Document excerpt:

━━━━━━━━

= Jan Gerber =

Swiss entrepreneur and mental health executive

Jan Gerber (born 1981) is a Swiss entrepreneur and mental health executive. He is the founder and chief executive officer (CEO) of Paracelsus Recovery, an addiction and mental health clinic based in Zurich.

Gerber previously co-founded the Kusnacht Practice in 2011 before establishing Paracelsus Recovery in 2013.

==Early life and education==
Gerber was born in 1980 in Switzerland to Werner Gerber, a psychiatrist, and Christine Merzeder, a clinical nurse. Gerber graduated from the London School of Economics with a degree in finance.

==Career==
Following university, Gerber worked as a financial management consultant for investment banks. In the late 2000s, he launched several start-up businesses, including a cosmetic surgery clinic for men in Zurich.

Gerber entered the mental health field in the late 2000s. In 2011, he and his mother, Christine Merzeder, co-founded the Kusnacht Practice near Zurich, which specialized in single-client residential rehabilitation.

In 2012, Gerber left the Kusnacht Practice to found Paracelsus Recovery. Paracelsus Recovery utilizes a one-person-at-a-time model. Each person is treated individually with privacy. Treatment programs are customized for each individual and typically last four to eight weeks. Upon admission, a person undergoes extensive medical and psychiatric evaluations. Treatment plans integrate psychotherapy, psychiatric care, detoxification, and nutritional therapy. The clinic treats conditions such as addiction, depression, anxiety, and burnout at its Zürich facility or at off-site locations.

==Personal life==
Gerber lives in Switzerland with his wife, Jil, and his son.

━━━━━━━━

Dataset:
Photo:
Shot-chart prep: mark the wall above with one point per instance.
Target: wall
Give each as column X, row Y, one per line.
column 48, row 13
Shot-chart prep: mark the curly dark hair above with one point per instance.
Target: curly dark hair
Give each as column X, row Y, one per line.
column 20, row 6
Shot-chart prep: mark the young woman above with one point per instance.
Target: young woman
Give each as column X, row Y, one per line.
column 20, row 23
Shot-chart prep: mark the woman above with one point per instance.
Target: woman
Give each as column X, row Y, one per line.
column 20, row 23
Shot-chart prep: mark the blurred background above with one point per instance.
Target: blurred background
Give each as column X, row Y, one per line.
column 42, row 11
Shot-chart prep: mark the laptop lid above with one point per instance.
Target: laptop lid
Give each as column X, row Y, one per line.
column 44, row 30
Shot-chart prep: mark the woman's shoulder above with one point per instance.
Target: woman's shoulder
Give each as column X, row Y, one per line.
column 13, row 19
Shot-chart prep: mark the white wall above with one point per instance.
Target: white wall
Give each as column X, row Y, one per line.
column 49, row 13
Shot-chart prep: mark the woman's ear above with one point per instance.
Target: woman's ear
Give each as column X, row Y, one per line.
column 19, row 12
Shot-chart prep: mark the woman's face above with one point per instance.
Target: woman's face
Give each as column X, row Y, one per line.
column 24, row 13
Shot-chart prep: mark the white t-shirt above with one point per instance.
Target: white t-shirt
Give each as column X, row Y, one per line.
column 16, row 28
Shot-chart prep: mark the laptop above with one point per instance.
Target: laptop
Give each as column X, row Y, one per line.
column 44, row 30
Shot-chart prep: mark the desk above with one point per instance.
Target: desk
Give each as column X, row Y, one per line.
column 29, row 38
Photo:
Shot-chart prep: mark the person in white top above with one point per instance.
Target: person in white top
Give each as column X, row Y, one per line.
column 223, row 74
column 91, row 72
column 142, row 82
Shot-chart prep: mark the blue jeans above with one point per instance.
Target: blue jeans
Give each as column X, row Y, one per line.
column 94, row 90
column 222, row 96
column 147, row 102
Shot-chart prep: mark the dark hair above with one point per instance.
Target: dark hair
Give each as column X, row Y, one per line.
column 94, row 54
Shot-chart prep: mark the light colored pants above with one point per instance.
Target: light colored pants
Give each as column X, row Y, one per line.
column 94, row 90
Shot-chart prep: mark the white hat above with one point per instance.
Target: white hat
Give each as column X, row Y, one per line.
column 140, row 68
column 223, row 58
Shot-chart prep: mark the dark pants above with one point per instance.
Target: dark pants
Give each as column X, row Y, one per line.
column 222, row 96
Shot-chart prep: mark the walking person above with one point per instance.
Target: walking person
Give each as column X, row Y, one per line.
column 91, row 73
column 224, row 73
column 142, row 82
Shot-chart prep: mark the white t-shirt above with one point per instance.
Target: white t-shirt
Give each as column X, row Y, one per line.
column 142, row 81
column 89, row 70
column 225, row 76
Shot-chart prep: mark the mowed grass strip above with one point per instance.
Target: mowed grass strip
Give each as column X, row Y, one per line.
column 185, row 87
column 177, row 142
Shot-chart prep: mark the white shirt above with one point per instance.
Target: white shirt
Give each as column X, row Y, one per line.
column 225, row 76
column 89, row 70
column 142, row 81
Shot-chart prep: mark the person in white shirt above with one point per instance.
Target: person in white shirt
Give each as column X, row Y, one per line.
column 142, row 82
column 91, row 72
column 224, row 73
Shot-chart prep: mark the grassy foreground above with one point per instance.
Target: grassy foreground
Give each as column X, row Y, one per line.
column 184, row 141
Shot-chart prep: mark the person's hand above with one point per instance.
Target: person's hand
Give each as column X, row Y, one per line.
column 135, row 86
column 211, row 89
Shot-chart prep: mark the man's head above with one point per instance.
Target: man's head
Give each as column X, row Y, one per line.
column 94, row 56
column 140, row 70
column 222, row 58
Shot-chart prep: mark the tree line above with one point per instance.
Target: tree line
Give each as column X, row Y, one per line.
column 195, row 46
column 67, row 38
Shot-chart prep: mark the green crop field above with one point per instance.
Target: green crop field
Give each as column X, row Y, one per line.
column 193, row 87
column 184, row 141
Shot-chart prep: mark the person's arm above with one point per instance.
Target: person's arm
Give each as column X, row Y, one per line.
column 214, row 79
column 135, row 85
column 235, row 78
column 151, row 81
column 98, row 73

━━━━━━━━

What the exercise asks: Translate this sentence from the Jan Gerber text into German: "Treatment programs are customized for each individual and typically last four to eight weeks." Rely only on the Jan Gerber text and bring in no outside knowledge.

Result of this task: Die Behandlungsprogramme werden individuell auf jede Person zugeschnitten und dauern in der Regel vier bis acht Wochen.